### SELECTED EXCERPT ###
Saturday, 25 January 2014

The SNP would destroy what the NHS stands for

There’s something perverse about the SNP claiming to be the defenders of the NHS. The reason for this can be found in the letter N in NHS. When the NHS was set up in the forties it stood for something that would be available to everyone across the nation. But the nation that was being talked about was, of course, the UK. The people who created the NHS didn’t want a service that would only be available in England or Scotland. They wanted a service that would be available to everyone, no matter where they were from. It was for this reason that they called it the National Health Service.

Over time the NHS has evolved. Health is one of those areas that has long been devolved. We have a Scottish NHS, a Welsh NHS, a London NHS. These are devolved further into various trusts. But none of this really matters for the NHS is still national in the sense that it is something available to every citizen of the UK. It is available to me just the same if I’m on holiday in England or in Wales or in Northern Ireland. It still remains national in the same way in which it was created. It remains something British, something for all of us who live in Britain.

What the SNP are proposing to do is the very opposite of what the founders of the NHS wanted. They want to make the National in NHS apply only to Scotland in the same way that the National in SNP only applies to Scotland. Whereas the founders of the NHS had a vision of something that was available to every Briton, the SNP would like to break up the NHS, in the sense in which it was founded, and make it something that is no longer British but only Scottish. They want to create an NHS for the Scots, while the founders of the NHS didn’t think in those terms at all. After all, one of the reasons for setting up the NHS was that the British people had just suffered together through years of war and privation and no one cared much if you were Scottish or English, such distinctions mattered little when you had been fighting and dying together.
###
▸ **QUESTIONS ON THE MATERIAL**:
A – Update the NHS piece from "The SNP would destroy" through "National Health Service.": begin at the words that have "The SNP would destroy" and stop after "National Health Service.". Replace "forties" with "1940s".
B – In the NHS piece, why did the people who created the NHS call it the National Health Service?
C – Continue the NHS piece from where it stops.
The items that follow are separate material and unrelated to the NHS piece.
### DATA UNDER STUDY ###
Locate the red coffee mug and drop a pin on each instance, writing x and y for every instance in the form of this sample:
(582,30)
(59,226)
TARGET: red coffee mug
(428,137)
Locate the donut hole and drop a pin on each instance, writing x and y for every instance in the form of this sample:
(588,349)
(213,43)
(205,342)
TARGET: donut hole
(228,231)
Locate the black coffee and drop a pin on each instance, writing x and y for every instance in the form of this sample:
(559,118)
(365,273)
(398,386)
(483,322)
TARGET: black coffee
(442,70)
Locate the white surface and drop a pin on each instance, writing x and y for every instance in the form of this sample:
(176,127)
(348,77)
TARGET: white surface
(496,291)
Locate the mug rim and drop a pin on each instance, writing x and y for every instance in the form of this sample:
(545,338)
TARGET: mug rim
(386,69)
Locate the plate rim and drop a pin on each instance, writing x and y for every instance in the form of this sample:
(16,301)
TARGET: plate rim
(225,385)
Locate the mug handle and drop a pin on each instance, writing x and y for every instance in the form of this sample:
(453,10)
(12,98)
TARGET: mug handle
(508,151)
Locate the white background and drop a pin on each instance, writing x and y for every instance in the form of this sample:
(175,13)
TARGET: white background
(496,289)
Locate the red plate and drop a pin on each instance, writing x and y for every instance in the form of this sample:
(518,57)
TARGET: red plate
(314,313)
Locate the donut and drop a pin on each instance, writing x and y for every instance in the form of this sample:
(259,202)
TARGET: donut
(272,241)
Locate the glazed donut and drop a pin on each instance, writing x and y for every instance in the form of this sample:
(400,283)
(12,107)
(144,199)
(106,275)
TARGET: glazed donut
###
▸ **ANSWERS TO EACH TASK**:
A –
The SNP would destroy what the NHS stands for

There’s something perverse about the SNP claiming to be the defenders of the NHS. The reason for this can be found in the letter N in NHS. When the NHS was set up in the 1940s it stood for something that would be available to everyone across the nation. But the nation that was being talked about was, of course, the UK. The people who created the NHS didn’t want a service that would only be available in England or Scotland. They wanted a service that would be available to everyone, no matter where they were from. It was for this reason that they called it the National Health Service.

B – They wanted a service that would be available to everyone across the UK, no matter where they were from.

C –
Had they been given the chance, would the SNP have set up a National Health Service in the forties? No, of course not, they would only have been bothered about healthcare in Scotland. But imagine if Nye Bevan had been a Welsh Nationalist and had only been bothered about healthcare in Wales. We would never have had an NHS at all. It was because he had a national vision, which extended beyond Wales that he was able to see that Britain needed a health service that would be free to everyone, no matter which part of the UK the person was from. It was because he was not a nationalist that Bevan was able to create the NHS.

It should be clear then that the SNP are not in the business of defending the ideals of the NHS, they are in the business of wrecking them. The NHS is a British institution and like every other British institution it would be destroyed by the SNP vision of independence. The Scottish NHS would of course continue, but it would no longer be part of the same whole, just as Scotland would no longer be part of the same whole. There would also be an NHS in the rest of the UK. But these organizations would share no more than the same initials. They would be separate organizations, with no more in common than the French NHS or the Australian NHS. That’s what it means when you change the meaning of the word “National” from British to Scottish.

I’ve no doubt that in an independent Scotland the Scottish NHS would provide us with excellent health care. But we would lose something and something quite special, which can be illustrated in the following way.  I heard a rather tragic story the other day about someone from Aberdeen who is really struggling with her health. She needs a transplant. Recently an ambulance took her all the way from Aberdeen to Newcastle, because there is a centre of excellence there in the type of care she needs. When a transplant organ becomes available anywhere in the UK, she will be flown to Newcastle by helicopter as will the organ. Our NHS is interconnected in ways that most of are hardly aware of until that time when we depend on an expert or a hospital somewhere quite far away in another part of the UK. What nationalists fail to realise is that it is because Newcastle and Aberdeen are part of the same country that we can expect cooperation like this to happen automatically. The SNP may try to promise that everything would stay the same if we voted to put Newcastle in a foreign land, but independence would change all our lives in ways that are hard to predict.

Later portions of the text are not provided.